Job: Repeat each of the following records word for word, keeping every line exactly as it appears.
──────── Records supplied
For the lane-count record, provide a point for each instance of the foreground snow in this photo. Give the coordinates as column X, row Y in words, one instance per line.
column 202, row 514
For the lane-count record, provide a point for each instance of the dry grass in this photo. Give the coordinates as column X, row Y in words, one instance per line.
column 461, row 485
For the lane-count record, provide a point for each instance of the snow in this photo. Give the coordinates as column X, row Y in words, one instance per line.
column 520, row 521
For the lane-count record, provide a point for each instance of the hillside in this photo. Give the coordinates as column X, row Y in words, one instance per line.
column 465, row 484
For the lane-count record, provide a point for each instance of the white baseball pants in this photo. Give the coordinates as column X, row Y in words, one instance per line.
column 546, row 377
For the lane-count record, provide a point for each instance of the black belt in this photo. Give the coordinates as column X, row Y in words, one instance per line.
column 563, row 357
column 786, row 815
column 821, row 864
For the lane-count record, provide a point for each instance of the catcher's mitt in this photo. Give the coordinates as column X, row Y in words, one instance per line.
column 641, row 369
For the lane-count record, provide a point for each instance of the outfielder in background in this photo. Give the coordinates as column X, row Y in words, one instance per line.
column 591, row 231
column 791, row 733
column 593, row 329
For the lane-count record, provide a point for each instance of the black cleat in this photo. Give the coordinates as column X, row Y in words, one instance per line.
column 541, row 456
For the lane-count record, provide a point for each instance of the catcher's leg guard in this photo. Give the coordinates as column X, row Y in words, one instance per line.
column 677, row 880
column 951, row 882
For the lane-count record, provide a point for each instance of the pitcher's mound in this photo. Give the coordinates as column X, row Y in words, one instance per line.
────────────────
The answer:
For the lane-count record, provide a point for each instance of the foreground snow in this photo. Give the coordinates as column X, row Y in words, one instance per line.
column 202, row 514
For the lane-count record, provide a point for each instance of the dry grass in this photo. Give the coordinates as column X, row Y in words, one instance per line.
column 461, row 485
For the lane-count record, provide a point for each instance of the snow in this photo. Give the coordinates as column X, row Y in words, one instance per line.
column 520, row 521
For the lane-count record, provide a point for each instance of the hillside in this photo. Give the coordinates as column X, row Y in words, one instance per line.
column 465, row 484
For the lane-count record, provide a point for each instance of the white baseball pants in this photo. Give the coordinates as column X, row Y in words, one instance per line.
column 546, row 377
For the lane-count record, provide a point for each instance of the black belt in this photo. Give the coordinates as column X, row Y in words, one instance per line.
column 563, row 357
column 786, row 815
column 821, row 864
For the lane-count record, provide a point for each instance of the catcher's mitt in this photo. Give the coordinates as column X, row Y in words, one instance per line.
column 641, row 369
For the lane-count record, provide a point for each instance of the outfielder in background in this photo. Give the coordinates as column X, row Y in words, one instance per line.
column 591, row 231
column 791, row 733
column 593, row 329
For the lane-count record, provide a point for each instance of the black cleat in this photo. Give the coordinates as column X, row Y in words, one instance per line.
column 541, row 456
For the lane-count record, provide a point for each instance of the catcher's leg guard in this photo. Give the coordinates as column X, row Y in words, one instance per line.
column 677, row 880
column 951, row 882
For the lane-count record, provide a point for each instance of the pitcher's mound in this photo. Give the coordinates as column X, row Y in words, one instance per line.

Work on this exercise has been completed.